Task inputs
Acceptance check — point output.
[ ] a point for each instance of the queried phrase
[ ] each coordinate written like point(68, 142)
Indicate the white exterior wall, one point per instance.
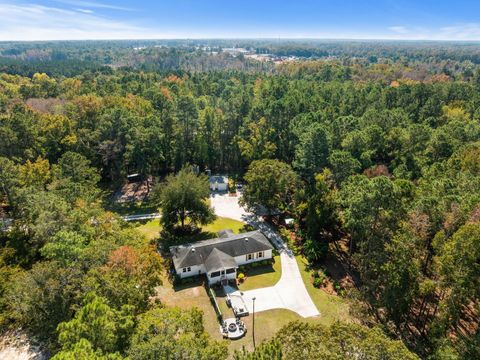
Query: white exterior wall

Directive
Convert the records above into a numbered list with one item per line, dropping any blank lines and leaving out the pictures.

Correct answer
1. Acceptance check — point output.
2. [ ] a point for each instance of the queried phrase
3. [ ] each coordinate written like point(68, 142)
4. Indicate the white exterior wall, one point per instance.
5. Query: white exterior wall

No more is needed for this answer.